- [ЗАДАНИЕ]:
Чем, согласно фрагменту о Лавкрафте и Лиготти, Лавкрафт около 1933 года объяснял то, что пишет ужасы?

- [ФРАГМЕНТ ТЕКСТА]:
========================================================================

Значение этого утверждения для роли или идентичности Лавкрафта как писателя в жанре хоррор очевидно: примерно в 1933 году он говорил, что пишет ужасы только потому, что они подходят для достижения другого эффекта, который по сути своей не является ужасающим. Иными словами, для него ужас был средством, а не целью. Именно острое, тоскливое томление по трансцендентной красоте и космической свободе определяло его авторскую жизнь – и не только её, но и всю его жизнь вообще. В том же письме, где он описывает свои «смутные впечатления авантюрного ожидания в сочетании с ускользающим воспоминанием», он утверждает, что эти сильные эмоциональные переживания были главной причиной, по которой он едва не покончил с собой – «причиной того, что я всё ещё нахожу существование достаточной компенсацией, чтобы искупить его преобладающе обременительный характер» (SL 3.243).
Такая позиция резко контрастирует с доводом, цитированным выше, согласно которому Лиготти продолжает жить: чтобы «передавать в форме хоррор–произведений чувство негодования и паники по поводу существования в мире». Он формулирует его как «следование пути Лавкрафта», и в определённой степени он прав, поскольку ужас, который Лавкрафт выражал в своих рассказах, был совершенно подлинным. Но, как мы видели, он не составлял всю субъективную реальность Лавкрафта и, по его собственному признанию, не был конечной целью его творческих устремлений. А значит, это ещё одно свидетельство радикального эмоционального и интеллектуального присвоения творчества Лавкрафта со стороны Лиготти, когда он заявляет ужас в качестве истинного послания и значения творчества Лавкрафта, а все остальные аспекты его жизни, текстов и характера по большому счёту отодвигает на второй план. Для Лиготти ужас – такого рода, который он ощутил в возрасте семнадцати лет от лавкрафтианского озарения о бессмысленности зловещего космоса – это всё, что «реально по–настоящему», и всякий раз, когда он, Лавкрафт или кто–либо другой оставляет жизнь с её глубоко кошмарным напряжением, это приравнивается к «думать и действовать так же, как все прочие дурни и простаки этой планеты» (Bee)5.

========================================================================

- [Строки аннотаций]:

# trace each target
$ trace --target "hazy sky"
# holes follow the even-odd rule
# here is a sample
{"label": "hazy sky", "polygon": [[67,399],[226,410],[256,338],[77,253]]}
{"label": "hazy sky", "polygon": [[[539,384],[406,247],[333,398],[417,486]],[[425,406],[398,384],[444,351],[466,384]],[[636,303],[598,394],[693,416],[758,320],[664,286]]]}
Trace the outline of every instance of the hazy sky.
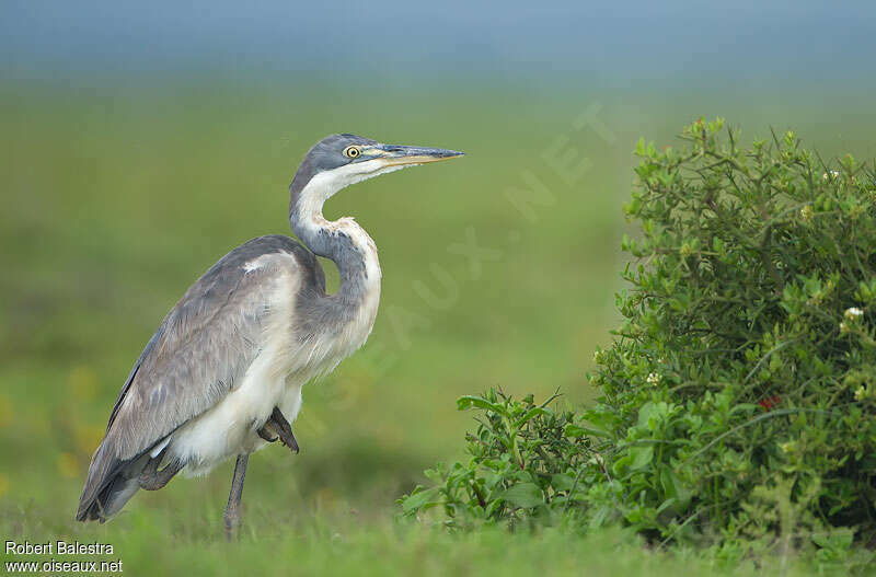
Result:
{"label": "hazy sky", "polygon": [[5,0],[0,71],[8,79],[321,70],[815,81],[876,72],[873,2],[243,4]]}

========================================================================

- [ОТВЕТ]:
Тем, что ужасы подходят для достижения другого эффекта, который по сути своей не является ужасающим.